Tekstfragment

- - - - -

Voor een vergoeding van schade door spanning en frustratie bestaat dan geen grond, aldus de rechtbank. Hoewel sinds de ontvangst van het bezwaarschrift op het moment van de uitspraak van de rechtbank afgerond acht maanden meer waren verstreken dan twee jaar.
Geen onderbouwing uitgaven
Het hof bevestigt het oordeel van de rechtbank in de bezwaarfase en meent dat vastgesteld kan worden dat belastingplichtige in deze zaak alleen bloot heeft gesteld dat bepaalde uitgaven zijn gedaan; er is geen enkele onderbouwing gegeven.

- - - - -

Ruwe gegevens
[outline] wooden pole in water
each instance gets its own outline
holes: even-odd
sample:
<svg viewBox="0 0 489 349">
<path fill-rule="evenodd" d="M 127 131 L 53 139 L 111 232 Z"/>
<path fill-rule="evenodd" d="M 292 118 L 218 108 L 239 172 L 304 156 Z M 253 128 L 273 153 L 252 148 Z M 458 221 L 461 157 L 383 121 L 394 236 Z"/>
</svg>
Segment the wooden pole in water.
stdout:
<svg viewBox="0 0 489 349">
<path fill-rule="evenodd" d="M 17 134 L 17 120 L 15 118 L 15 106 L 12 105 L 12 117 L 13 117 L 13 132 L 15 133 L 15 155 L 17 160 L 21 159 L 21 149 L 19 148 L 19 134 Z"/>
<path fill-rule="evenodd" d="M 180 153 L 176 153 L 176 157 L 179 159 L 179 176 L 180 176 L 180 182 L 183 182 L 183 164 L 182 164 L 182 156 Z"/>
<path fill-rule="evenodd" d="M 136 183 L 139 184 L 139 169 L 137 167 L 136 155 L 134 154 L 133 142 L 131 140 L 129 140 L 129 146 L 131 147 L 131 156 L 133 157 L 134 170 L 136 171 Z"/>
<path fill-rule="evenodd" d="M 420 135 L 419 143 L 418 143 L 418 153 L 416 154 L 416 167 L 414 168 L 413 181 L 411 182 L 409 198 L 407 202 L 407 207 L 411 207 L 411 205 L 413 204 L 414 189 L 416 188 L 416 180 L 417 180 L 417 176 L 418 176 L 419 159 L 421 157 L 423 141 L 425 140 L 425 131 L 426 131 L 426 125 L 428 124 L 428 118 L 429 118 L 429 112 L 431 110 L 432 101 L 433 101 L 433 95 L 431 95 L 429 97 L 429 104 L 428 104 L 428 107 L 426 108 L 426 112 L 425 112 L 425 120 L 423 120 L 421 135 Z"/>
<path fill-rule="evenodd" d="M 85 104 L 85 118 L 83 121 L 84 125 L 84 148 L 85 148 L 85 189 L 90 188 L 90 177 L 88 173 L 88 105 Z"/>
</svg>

- - - - -

Te maken opdrachten
[a] Noem alle partijen en rechterlijke instanties die in het tekstfragment over de belastingzaak voorkomen.
[b] Herschrijf de alinea die begint met "Het hof bevestigt" uit het tekstfragment in één korte zin, met behoud van de belangrijkste feiten.
[c] Schrijf het tekstfragment over de belastingzaak verder vanaf de laatste zin.

Antwoorden
[a]
- de rechtbank
- het hof
- belastingplichtige

[b] Het hof sluit zich aan bij het oordeel van de rechtbank in de bezwaarfase: belastingplichtige heeft alleen gesteld dat bepaalde uitgaven zijn gedaan, zonder enige onderbouwing.

[c]
Voor zover zijn standpunten niet al vanzelfsprekend geen enkele kans op succes bieden vanwege evidente strijd met het recht, kunnen die stellingen daarom niet voor waar worden gehouden zonder buiten de rechtsstrijd te treden, zo formuleert het hof. Het hof acht het uitgesloten dat in elk geval de gemachtigde van belastingplichtige zich daarvan niet steeds bewust is geweest.
Het voorgaande leidt tot het oordeel dat (de gemachtigde van) belastingplichtige een geschil in de hoofdzaak alleen maar heeft voorgewend. De rechtbank heeft daarom terecht het verzoek tot vergoeding van schade van belastingplichtige afgewezen, besluit het hof.